__Objective__
List every line of the material below that contains the string "cloud", copying each one in full.
------ Supplied records
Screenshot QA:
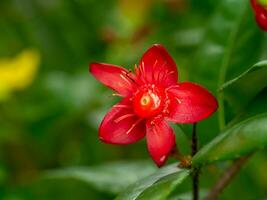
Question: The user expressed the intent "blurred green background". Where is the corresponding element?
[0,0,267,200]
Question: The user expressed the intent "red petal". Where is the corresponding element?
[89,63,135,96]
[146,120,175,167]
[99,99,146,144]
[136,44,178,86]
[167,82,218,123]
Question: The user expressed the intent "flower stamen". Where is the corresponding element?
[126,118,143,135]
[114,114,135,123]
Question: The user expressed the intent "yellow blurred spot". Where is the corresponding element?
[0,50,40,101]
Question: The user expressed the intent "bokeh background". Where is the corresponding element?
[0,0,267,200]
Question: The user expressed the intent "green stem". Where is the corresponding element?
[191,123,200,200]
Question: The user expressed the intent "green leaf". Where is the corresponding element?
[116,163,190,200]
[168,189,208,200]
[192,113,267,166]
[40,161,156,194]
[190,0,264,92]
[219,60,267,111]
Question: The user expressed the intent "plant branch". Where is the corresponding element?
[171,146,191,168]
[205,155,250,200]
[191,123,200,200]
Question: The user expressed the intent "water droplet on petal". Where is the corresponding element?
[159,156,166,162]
------------
------ Supplied records
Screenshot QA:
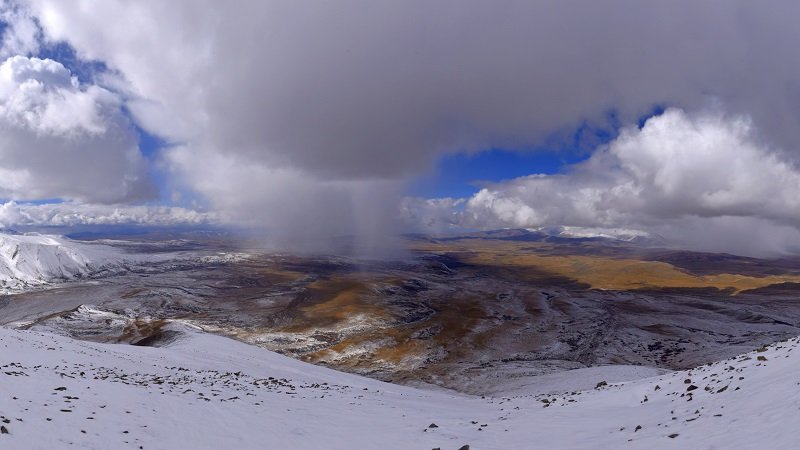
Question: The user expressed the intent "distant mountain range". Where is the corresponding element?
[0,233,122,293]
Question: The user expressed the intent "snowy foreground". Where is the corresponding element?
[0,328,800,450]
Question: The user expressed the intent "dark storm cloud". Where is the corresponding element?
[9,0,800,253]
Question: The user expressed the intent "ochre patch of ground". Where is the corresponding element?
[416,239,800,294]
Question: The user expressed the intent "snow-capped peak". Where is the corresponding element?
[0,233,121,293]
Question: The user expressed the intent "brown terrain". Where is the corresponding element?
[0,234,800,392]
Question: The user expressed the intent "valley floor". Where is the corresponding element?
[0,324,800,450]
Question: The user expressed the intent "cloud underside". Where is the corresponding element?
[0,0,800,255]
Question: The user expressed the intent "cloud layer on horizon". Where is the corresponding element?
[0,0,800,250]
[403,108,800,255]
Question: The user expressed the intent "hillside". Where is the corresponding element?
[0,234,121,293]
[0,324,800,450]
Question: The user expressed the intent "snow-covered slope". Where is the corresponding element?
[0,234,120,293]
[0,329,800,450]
------------
__Answer to this exercise__
Question: The user expressed the intent "dark storm cloud". Where is the corresponding element?
Question: The user expressed the intent "cloud underside". Where is the corresponding element?
Question: The user expressed the intent "cloud layer on horizon". Where is the corresponding element?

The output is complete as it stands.